- _EXCERPT TO READ_:
#####

[RFC] Tablegen Clang Static Analyzer engine options for better documentation

Summary

We should move the analyzer config option descriptions into a higher-level abstraction which would make the analyzer behavior more in line with the documentation but potentially encourage better documentation as well on the developers’ side.

This proposal is heavily inspired by @Szelethus’ work in D104439 Demonstrate a move from the analyzer-configs .def file to a TableGen file and the tablegen DSL of how attributes are defined and documented.

Related tablegen resources

Primary differences compared to D104439

I would put much more emphasis on compile-time checks of semantic expectations of the input .td file, producing errors and warnings for common mistakes, especially focusing on preventing copy-paste mistakes.
Along with these semantic checks, we would have the ability to cross-reference other analyzer configs and even related checkers, making it possible for users to discover and reason about the relationships and effects of these options in the broader sense.
In the future, we could put more and more quality gates, enforcing that no analyzer option gets introduced without proper documentation, e.g. missing an example explaining the effect of the option in an end-user-friendly way.

#####

- _GIVEN REQUEST 1_:
Answer these questions about the analyzer options proposal:
(a) Whose work inspired the proposal, and in which change?
(b) Which kind of mistake should the compile-time checks focus most on preventing?
(c) Besides other analyzer configs, what else could be cross-referenced?
The text and the entries below it come from different sources.

#####

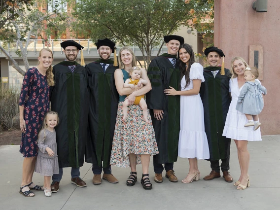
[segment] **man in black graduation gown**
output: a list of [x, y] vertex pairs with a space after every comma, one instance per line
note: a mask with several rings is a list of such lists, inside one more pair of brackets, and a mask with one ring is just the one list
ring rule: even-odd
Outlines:
[[[58, 113], [59, 123], [55, 128], [59, 174], [53, 175], [52, 192], [59, 190], [63, 168], [71, 167], [71, 183], [78, 187], [86, 183], [80, 177], [84, 164], [88, 117], [87, 74], [76, 61], [83, 47], [70, 40], [60, 44], [66, 56], [65, 61], [53, 67], [55, 86], [51, 90], [52, 111]], [[81, 64], [84, 65], [82, 51]]]
[[204, 70], [205, 81], [201, 83], [200, 93], [204, 109], [205, 132], [212, 171], [203, 179], [209, 180], [221, 177], [219, 163], [221, 160], [223, 177], [226, 181], [232, 182], [233, 179], [228, 172], [231, 139], [222, 136], [231, 101], [229, 92], [230, 73], [228, 69], [223, 67], [225, 55], [221, 49], [210, 47], [206, 48], [204, 53], [210, 66]]
[[[90, 108], [85, 161], [93, 164], [93, 184], [101, 184], [103, 167], [103, 179], [110, 183], [118, 183], [110, 166], [119, 101], [114, 76], [118, 68], [116, 48], [115, 43], [108, 38], [98, 39], [95, 44], [100, 58], [86, 66]], [[114, 53], [114, 64], [110, 59], [112, 53]]]
[[163, 91], [170, 86], [178, 90], [181, 76], [176, 62], [177, 53], [180, 45], [184, 43], [184, 38], [176, 35], [164, 38], [167, 53], [155, 58], [149, 65], [147, 74], [152, 90], [146, 95], [159, 151], [159, 154], [153, 156], [154, 180], [157, 183], [163, 181], [162, 164], [166, 171], [165, 176], [170, 181], [178, 181], [173, 165], [178, 156], [180, 96], [167, 96]]

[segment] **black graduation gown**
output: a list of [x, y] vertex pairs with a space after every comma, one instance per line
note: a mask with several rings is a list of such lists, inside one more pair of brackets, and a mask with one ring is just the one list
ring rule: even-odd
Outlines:
[[[105, 73], [100, 63], [110, 64]], [[110, 59], [86, 66], [89, 78], [90, 108], [85, 161], [109, 166], [116, 125], [119, 94], [114, 73], [118, 69]]]
[[225, 69], [225, 75], [221, 75], [219, 71], [215, 77], [211, 72], [220, 69], [220, 67], [204, 69], [205, 81], [201, 83], [200, 91], [204, 109], [205, 133], [210, 152], [208, 160], [226, 158], [230, 151], [231, 139], [222, 136], [231, 101], [229, 92], [229, 70]]
[[[159, 154], [155, 156], [157, 163], [174, 163], [178, 157], [180, 132], [180, 96], [167, 96], [163, 91], [173, 87], [178, 90], [180, 72], [168, 58], [175, 56], [164, 53], [154, 59], [148, 68], [148, 76], [152, 90], [146, 95], [146, 103], [152, 118]], [[163, 110], [163, 119], [154, 117], [153, 109]]]
[[[73, 72], [67, 65], [76, 65]], [[89, 96], [86, 69], [75, 62], [53, 67], [55, 81], [51, 93], [51, 109], [58, 113], [55, 128], [59, 167], [79, 167], [84, 164]]]

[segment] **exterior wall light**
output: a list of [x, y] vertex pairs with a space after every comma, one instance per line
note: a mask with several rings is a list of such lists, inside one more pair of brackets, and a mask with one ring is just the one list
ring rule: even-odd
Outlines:
[[252, 7], [257, 12], [267, 12], [267, 0], [257, 0], [253, 2]]

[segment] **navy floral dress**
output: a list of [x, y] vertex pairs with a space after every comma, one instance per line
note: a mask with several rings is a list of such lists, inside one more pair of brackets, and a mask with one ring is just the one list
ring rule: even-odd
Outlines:
[[24, 106], [23, 117], [26, 126], [19, 150], [24, 157], [38, 154], [37, 136], [45, 114], [49, 109], [49, 94], [46, 76], [41, 74], [35, 67], [29, 69], [24, 76], [19, 98], [19, 105]]

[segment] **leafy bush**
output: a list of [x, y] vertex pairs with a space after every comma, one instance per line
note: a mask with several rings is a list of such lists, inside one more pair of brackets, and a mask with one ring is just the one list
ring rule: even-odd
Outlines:
[[0, 124], [12, 127], [13, 117], [19, 112], [19, 93], [0, 82]]

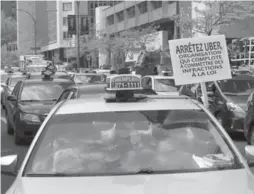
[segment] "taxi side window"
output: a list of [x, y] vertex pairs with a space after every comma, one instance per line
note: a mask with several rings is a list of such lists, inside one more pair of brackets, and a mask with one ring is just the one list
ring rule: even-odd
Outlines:
[[7, 86], [9, 86], [9, 82], [10, 82], [10, 77], [8, 77], [7, 79], [6, 79], [6, 81], [5, 81], [5, 84], [7, 85]]
[[152, 79], [150, 77], [145, 77], [142, 79], [142, 87], [144, 89], [152, 89]]

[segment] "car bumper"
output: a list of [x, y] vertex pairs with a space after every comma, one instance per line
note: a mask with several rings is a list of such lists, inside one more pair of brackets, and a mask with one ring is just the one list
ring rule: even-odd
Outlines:
[[233, 118], [230, 130], [233, 132], [244, 132], [244, 118]]
[[31, 141], [33, 140], [40, 126], [41, 126], [41, 123], [31, 123], [31, 122], [22, 121], [17, 124], [16, 133], [22, 139]]

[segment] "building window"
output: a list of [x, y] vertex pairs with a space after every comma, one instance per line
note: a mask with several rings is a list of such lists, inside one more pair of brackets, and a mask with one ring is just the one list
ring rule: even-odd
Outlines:
[[70, 38], [69, 32], [63, 32], [63, 39], [66, 40], [69, 38]]
[[63, 26], [67, 26], [68, 20], [67, 17], [63, 17]]
[[123, 11], [120, 11], [116, 14], [118, 22], [122, 22], [124, 20], [124, 14]]
[[162, 1], [151, 1], [151, 2], [152, 2], [154, 9], [158, 9], [158, 8], [162, 7]]
[[135, 6], [127, 9], [128, 18], [135, 17]]
[[114, 15], [108, 16], [107, 17], [108, 20], [108, 25], [113, 25], [114, 24]]
[[147, 12], [147, 1], [142, 2], [138, 5], [140, 14], [146, 13]]
[[72, 3], [63, 3], [63, 11], [71, 11], [72, 10]]

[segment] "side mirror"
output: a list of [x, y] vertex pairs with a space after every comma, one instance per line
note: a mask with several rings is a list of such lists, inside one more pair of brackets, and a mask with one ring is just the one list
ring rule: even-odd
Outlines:
[[254, 146], [245, 146], [245, 155], [250, 167], [254, 167]]
[[212, 92], [213, 92], [213, 93], [216, 92], [216, 86], [215, 86], [215, 84], [212, 85]]
[[18, 155], [2, 156], [0, 164], [2, 174], [15, 176], [17, 174]]
[[7, 100], [8, 101], [12, 101], [12, 102], [16, 102], [17, 101], [17, 98], [13, 95], [10, 95], [10, 96], [7, 96]]
[[201, 97], [198, 97], [198, 101], [199, 101], [200, 103], [204, 104]]

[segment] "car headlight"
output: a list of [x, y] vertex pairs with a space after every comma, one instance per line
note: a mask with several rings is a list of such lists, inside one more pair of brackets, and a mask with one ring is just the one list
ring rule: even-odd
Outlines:
[[25, 120], [25, 121], [34, 122], [34, 123], [40, 123], [39, 116], [34, 115], [34, 114], [21, 113], [20, 114], [20, 119]]
[[227, 107], [230, 111], [234, 112], [234, 113], [238, 113], [241, 115], [245, 115], [245, 111], [238, 105], [232, 103], [232, 102], [228, 102], [227, 103]]

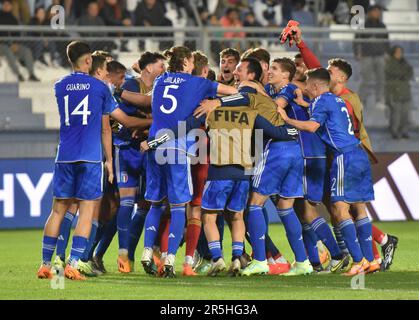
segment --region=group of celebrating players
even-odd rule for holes
[[[146,273],[175,277],[185,243],[183,275],[216,276],[227,269],[225,224],[230,275],[388,270],[398,240],[367,215],[376,158],[360,99],[346,87],[351,65],[336,58],[323,68],[293,21],[281,34],[287,41],[300,51],[294,59],[224,49],[219,75],[200,51],[145,52],[133,66],[138,77],[109,53],[70,43],[73,72],[55,84],[60,143],[38,278],[105,273],[116,233],[118,270],[132,272],[143,229]],[[269,236],[269,198],[292,264]]]

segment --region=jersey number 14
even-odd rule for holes
[[[68,95],[64,97],[64,113],[65,113],[65,125],[70,126],[70,115],[82,116],[82,124],[87,126],[87,116],[91,114],[89,111],[89,95],[86,95],[82,101],[74,108],[73,112],[69,115],[68,113]]]

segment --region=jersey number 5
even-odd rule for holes
[[[349,116],[348,109],[346,109],[345,107],[342,107],[340,111],[342,111],[343,113],[346,113],[346,116],[348,117],[348,133],[353,136],[355,133],[354,133],[354,129],[352,128],[352,121],[351,121],[351,117]]]
[[[64,113],[65,113],[65,125],[70,126],[70,117],[68,114],[68,95],[64,97]],[[89,95],[85,96],[82,101],[77,105],[77,107],[70,114],[72,116],[83,116],[82,124],[87,126],[87,116],[91,112],[89,111]]]
[[[173,96],[173,95],[171,95],[171,94],[169,94],[169,90],[170,89],[174,89],[175,90],[175,89],[178,89],[178,88],[179,88],[179,86],[178,85],[175,85],[175,84],[172,84],[170,86],[164,87],[163,98],[170,99],[172,101],[172,106],[170,107],[170,109],[166,109],[164,107],[164,105],[161,105],[160,106],[161,112],[166,113],[166,114],[170,114],[170,113],[172,113],[173,111],[176,110],[176,108],[177,108],[177,100],[176,100],[176,97]]]

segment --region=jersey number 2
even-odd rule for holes
[[[348,117],[348,122],[349,122],[348,123],[348,133],[353,136],[355,133],[354,133],[354,130],[352,128],[351,117],[349,116],[348,109],[346,109],[345,107],[342,107],[340,109],[340,111],[342,111],[343,113],[346,113],[346,116]]]
[[[64,113],[65,113],[65,125],[70,126],[70,117],[68,114],[68,95],[64,97]],[[77,107],[70,114],[72,116],[83,116],[82,124],[87,126],[87,116],[91,112],[89,111],[89,95],[85,96],[82,101],[77,105]]]
[[[175,89],[178,89],[178,88],[179,88],[179,86],[178,85],[175,85],[175,84],[172,84],[170,86],[164,87],[163,98],[170,99],[172,101],[172,106],[170,107],[170,109],[166,109],[164,107],[164,105],[161,105],[160,106],[161,112],[166,113],[166,114],[170,114],[170,113],[172,113],[173,111],[176,110],[176,108],[177,108],[177,99],[176,99],[175,96],[169,94],[169,89],[174,89],[175,90]]]

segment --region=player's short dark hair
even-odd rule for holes
[[[268,52],[268,50],[263,49],[263,48],[250,48],[250,49],[247,49],[242,54],[242,60],[244,58],[255,58],[259,62],[266,62],[267,64],[269,64],[271,62],[271,55],[270,55],[270,53]]]
[[[294,61],[292,61],[290,58],[277,58],[273,62],[278,63],[281,66],[282,71],[287,71],[290,73],[288,80],[292,81],[292,79],[295,76],[295,73],[297,72],[297,67],[295,66]]]
[[[234,48],[226,48],[223,51],[220,52],[220,59],[225,57],[234,57],[237,62],[240,61],[240,52],[238,52]]]
[[[192,51],[187,47],[177,46],[164,51],[163,55],[169,60],[167,68],[169,72],[181,72],[183,71],[183,59],[190,59]]]
[[[72,41],[67,46],[67,57],[72,64],[77,64],[80,57],[91,52],[92,51],[86,42]]]
[[[127,68],[121,62],[116,60],[109,61],[106,65],[106,69],[109,73],[125,73],[127,71]]]
[[[329,71],[327,71],[325,68],[307,70],[305,75],[307,76],[307,79],[320,80],[326,82],[327,84],[330,83],[330,74]]]
[[[106,58],[102,55],[92,55],[92,67],[90,68],[89,74],[92,76],[98,69],[105,68]]]
[[[255,80],[260,81],[260,78],[262,77],[262,66],[260,65],[259,60],[255,58],[244,58],[241,62],[247,62],[247,73],[254,73]]]
[[[207,79],[211,80],[211,81],[215,81],[215,79],[217,79],[217,75],[215,74],[214,70],[212,70],[212,69],[208,70]]]
[[[341,59],[341,58],[330,59],[328,61],[328,64],[329,66],[338,68],[340,71],[346,74],[346,79],[349,79],[352,76],[351,64],[345,59]]]
[[[208,65],[208,57],[201,51],[194,51],[193,56],[194,69],[192,71],[192,74],[195,76],[200,76],[204,67]]]
[[[112,54],[110,52],[104,51],[104,50],[95,50],[95,51],[93,51],[92,56],[103,56],[103,57],[105,57],[105,59],[106,58],[112,58],[113,59]]]
[[[166,60],[166,57],[160,52],[144,52],[138,60],[140,70],[144,70],[149,64],[156,63],[159,60]]]
[[[294,56],[294,60],[295,59],[302,59],[303,58],[303,56],[302,56],[302,54],[301,53],[297,53],[295,56]]]

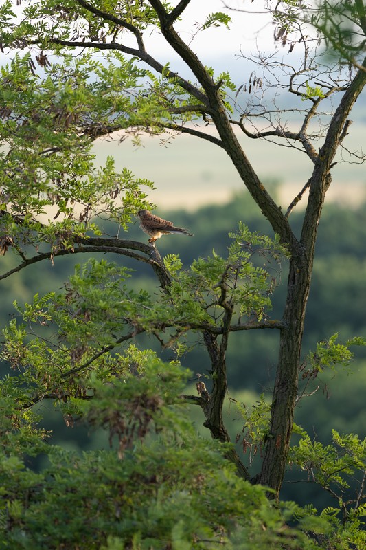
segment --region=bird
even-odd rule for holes
[[[151,244],[154,244],[157,239],[160,239],[161,235],[168,235],[169,233],[193,236],[193,233],[188,232],[187,229],[176,228],[172,221],[155,216],[148,210],[139,210],[136,217],[140,221],[140,228],[144,232],[151,237],[148,240]]]

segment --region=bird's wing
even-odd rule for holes
[[[163,218],[159,218],[159,216],[155,216],[153,214],[149,214],[146,221],[151,229],[165,229],[166,228],[169,229],[173,227],[172,221],[163,219]]]

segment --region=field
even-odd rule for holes
[[[355,123],[344,144],[347,149],[359,150],[365,135],[365,125]],[[309,177],[308,158],[302,152],[268,142],[244,136],[240,140],[264,184],[279,184],[279,200],[286,208]],[[152,181],[157,188],[150,192],[150,198],[159,208],[192,210],[204,204],[227,202],[243,189],[225,152],[207,141],[184,135],[163,144],[159,137],[143,136],[141,143],[137,147],[130,138],[122,143],[118,138],[99,140],[95,146],[96,162],[102,163],[112,155],[118,168],[128,168],[136,177]],[[365,197],[365,183],[363,166],[339,162],[328,199],[356,205]]]

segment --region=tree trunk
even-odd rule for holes
[[[271,424],[259,481],[275,490],[276,498],[284,478],[294,408],[306,302],[312,258],[303,251],[290,262],[288,294],[281,330],[278,367],[273,388]]]

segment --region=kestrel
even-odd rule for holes
[[[159,216],[154,216],[148,210],[139,210],[136,216],[140,221],[140,228],[151,237],[149,239],[149,243],[152,244],[157,239],[160,239],[161,235],[168,235],[169,233],[193,236],[193,233],[189,233],[187,229],[176,228],[173,226],[172,221],[163,219]]]

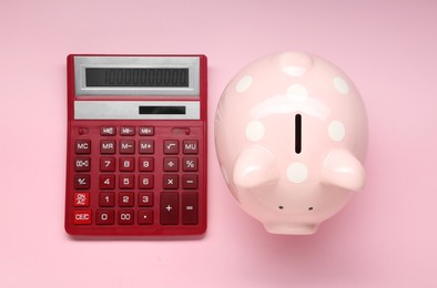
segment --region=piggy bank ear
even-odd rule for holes
[[[347,150],[334,150],[325,158],[322,183],[346,189],[364,187],[365,172],[362,163]]]
[[[273,184],[278,175],[273,154],[262,146],[243,150],[234,164],[234,184],[241,188]]]

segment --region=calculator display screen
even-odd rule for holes
[[[185,68],[87,68],[89,88],[187,88]]]

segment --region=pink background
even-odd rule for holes
[[[267,234],[220,174],[213,119],[245,63],[302,50],[360,90],[367,186],[313,236]],[[209,229],[73,240],[63,229],[65,56],[209,56]],[[0,287],[436,287],[437,1],[0,2]]]

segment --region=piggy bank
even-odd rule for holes
[[[365,184],[364,103],[317,55],[277,53],[242,69],[221,96],[214,133],[232,195],[270,233],[315,233]]]

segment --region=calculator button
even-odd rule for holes
[[[100,153],[101,154],[114,154],[115,153],[115,140],[100,141]]]
[[[197,175],[196,174],[182,175],[182,188],[196,189],[197,188]]]
[[[114,172],[115,171],[115,157],[101,157],[100,158],[100,171],[101,172]]]
[[[122,140],[120,141],[120,153],[121,154],[133,154],[135,153],[135,141]]]
[[[153,136],[155,134],[154,127],[140,127],[140,135],[141,136]]]
[[[116,128],[113,126],[103,126],[100,127],[100,135],[102,136],[114,136]]]
[[[165,174],[163,182],[164,189],[177,189],[179,187],[179,177],[175,174]]]
[[[96,225],[112,225],[115,220],[114,210],[96,210],[95,212],[95,224]]]
[[[116,214],[118,217],[118,223],[119,224],[125,224],[125,225],[132,225],[134,222],[134,213],[133,210],[119,210]]]
[[[74,193],[74,206],[75,207],[88,207],[88,206],[90,206],[90,193],[89,192],[77,192],[77,193]]]
[[[115,188],[115,175],[113,174],[101,174],[99,177],[99,187],[101,189],[113,189]]]
[[[140,158],[139,169],[141,172],[152,172],[154,169],[154,158],[153,157]]]
[[[75,225],[91,224],[91,210],[73,210],[73,224]]]
[[[153,224],[153,210],[139,210],[138,212],[138,224],[140,224],[140,225]]]
[[[179,158],[176,157],[164,157],[164,171],[165,172],[177,172]]]
[[[119,167],[120,167],[120,171],[122,171],[122,172],[133,172],[135,169],[135,158],[134,157],[121,157]]]
[[[119,194],[120,207],[133,207],[133,204],[134,204],[133,192],[123,192]]]
[[[89,189],[90,188],[90,175],[89,174],[75,174],[74,175],[74,188],[75,189]]]
[[[185,172],[196,172],[197,157],[183,157],[182,169]]]
[[[102,192],[99,195],[99,205],[102,207],[114,207],[115,205],[115,193]]]
[[[179,154],[179,141],[177,140],[165,140],[164,141],[164,154]]]
[[[154,153],[154,141],[153,140],[142,140],[140,141],[140,154],[153,154]]]
[[[135,135],[135,128],[134,127],[120,127],[120,135],[122,136],[133,136]]]
[[[153,207],[153,192],[139,193],[138,206],[140,207]]]
[[[74,171],[88,172],[90,169],[91,169],[91,158],[90,157],[75,157]]]
[[[75,154],[90,154],[91,140],[77,140],[74,145]]]
[[[183,142],[183,152],[184,154],[197,154],[197,141],[196,140],[184,140]]]
[[[140,174],[139,175],[139,188],[140,189],[153,189],[154,177],[153,174]]]
[[[134,186],[134,175],[122,174],[119,177],[119,188],[120,189],[133,189]]]
[[[182,224],[197,224],[197,193],[182,193]]]
[[[179,215],[179,194],[177,193],[161,193],[160,196],[160,223],[162,225],[177,224]]]

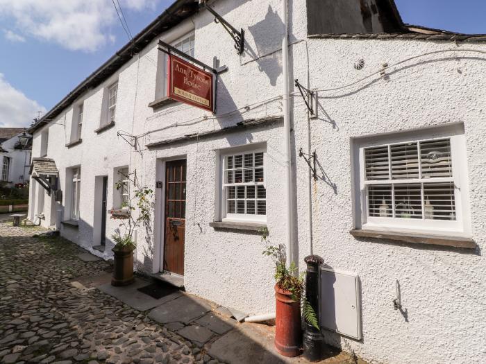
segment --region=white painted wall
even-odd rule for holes
[[[362,283],[363,342],[328,334],[330,343],[355,351],[378,363],[483,363],[486,361],[486,264],[484,141],[486,77],[485,45],[407,40],[312,40],[296,46],[294,62],[306,60],[309,50],[310,88],[349,85],[379,69],[430,51],[392,69],[389,79],[380,75],[354,86],[320,92],[319,119],[310,121],[311,150],[335,184],[337,193],[322,180],[312,182],[314,252],[335,269],[359,275]],[[362,58],[365,67],[353,65]],[[294,68],[296,69],[296,68]],[[392,70],[390,70],[392,71]],[[305,68],[296,70],[305,80]],[[307,146],[305,110],[295,100],[297,147]],[[463,123],[476,252],[391,242],[358,241],[353,228],[351,138],[396,132],[449,123]],[[334,124],[334,126],[333,126]],[[297,161],[298,175],[308,166]],[[322,175],[322,171],[319,173]],[[299,178],[299,257],[309,253],[308,181]],[[408,322],[393,309],[395,281],[401,286]]]
[[[485,361],[486,352],[481,340],[486,333],[486,310],[483,303],[486,302],[486,290],[480,277],[486,273],[486,265],[480,252],[486,245],[483,208],[486,203],[483,182],[486,146],[483,137],[486,131],[486,95],[483,87],[485,58],[459,50],[486,51],[486,46],[419,40],[307,40],[305,6],[301,2],[292,3],[290,78],[299,78],[310,88],[330,89],[348,85],[374,72],[383,62],[392,64],[430,51],[458,50],[455,53],[437,53],[411,61],[389,74],[387,80],[377,75],[349,88],[319,92],[321,108],[319,119],[310,121],[310,150],[317,151],[328,182],[335,184],[337,193],[322,180],[312,182],[313,251],[322,256],[330,266],[358,274],[362,287],[363,340],[340,338],[335,334],[326,334],[326,340],[374,363]],[[64,209],[64,218],[69,218],[67,168],[81,165],[81,220],[78,229],[65,226],[61,234],[94,254],[108,258],[112,247],[109,239],[104,254],[92,249],[99,243],[94,236],[98,236],[97,227],[101,224],[100,219],[94,217],[95,204],[101,203],[96,195],[96,177],[108,176],[109,209],[113,198],[115,168],[129,165],[131,171],[137,170],[142,184],[155,187],[165,159],[187,157],[185,288],[189,293],[249,314],[274,310],[272,265],[261,254],[265,245],[259,235],[216,231],[208,225],[217,215],[218,150],[252,143],[266,144],[267,225],[270,243],[276,245],[284,240],[285,232],[281,198],[284,193],[281,124],[155,150],[149,150],[144,146],[234,125],[244,119],[281,115],[280,101],[268,101],[278,97],[282,88],[280,1],[269,1],[265,6],[261,1],[258,6],[255,4],[243,0],[214,4],[228,21],[246,30],[248,44],[241,57],[233,51],[229,35],[206,12],[200,12],[181,26],[187,30],[187,23],[194,24],[195,53],[199,59],[212,64],[212,57],[217,55],[221,65],[228,67],[229,71],[218,78],[215,118],[183,125],[182,122],[208,114],[181,104],[156,110],[147,106],[156,97],[158,51],[154,41],[110,80],[74,103],[76,105],[81,98],[85,100],[82,144],[71,148],[65,146],[71,135],[72,108],[58,116],[56,124],[44,127],[49,128],[47,156],[56,160],[65,195],[62,205],[46,198],[44,209],[51,215],[42,223],[45,226],[53,224],[52,211],[58,209]],[[170,37],[174,37],[174,33],[172,31]],[[162,35],[162,39],[167,38]],[[217,39],[218,42],[215,42]],[[353,65],[361,58],[366,66],[358,71]],[[99,126],[103,89],[117,78],[116,125],[96,134],[94,130]],[[248,111],[221,116],[247,105],[251,105]],[[303,269],[303,258],[310,252],[310,230],[308,168],[298,157],[299,148],[303,147],[305,150],[308,146],[307,112],[300,96],[294,98],[292,110],[295,241],[298,242],[298,261]],[[358,241],[351,236],[349,233],[353,227],[351,139],[460,122],[464,123],[467,141],[471,227],[479,247],[476,254],[437,247],[378,243],[366,239]],[[162,128],[164,130],[154,131]],[[134,151],[117,138],[118,130],[140,136],[141,151]],[[34,135],[34,157],[40,156],[42,131]],[[156,190],[153,224],[149,231],[142,228],[137,234],[137,268],[149,273],[159,269],[162,198],[160,191]],[[35,196],[31,196],[32,211],[35,211],[37,200]],[[117,225],[117,221],[108,219],[108,237]],[[392,306],[396,279],[401,284],[408,322]]]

#####

- _GIVEN REQUEST 2_: In the entries, output the lines from the line with "[segment] **black graduation gown**" to the line with "73], [118, 69]]]", keeping both of those lines, with every character unchanged.

- _WRITTEN ANSWER 1_:
(a) @Szelethus' work in D104439.
(b) Copy-paste mistakes.
(c) Related checkers.

- _WRITTEN ANSWER 2_:
[segment] **black graduation gown**
output: a list of [x, y] vertex pairs with a space after every comma, one instance per line
note: a mask with several rings is a list of such lists, inside one more pair of brackets, and a mask with one ring is just the one list
ring rule: even-odd
Outlines:
[[[105, 73], [100, 63], [110, 64]], [[110, 59], [86, 66], [89, 78], [90, 108], [85, 161], [109, 166], [116, 125], [119, 94], [114, 73], [118, 69]]]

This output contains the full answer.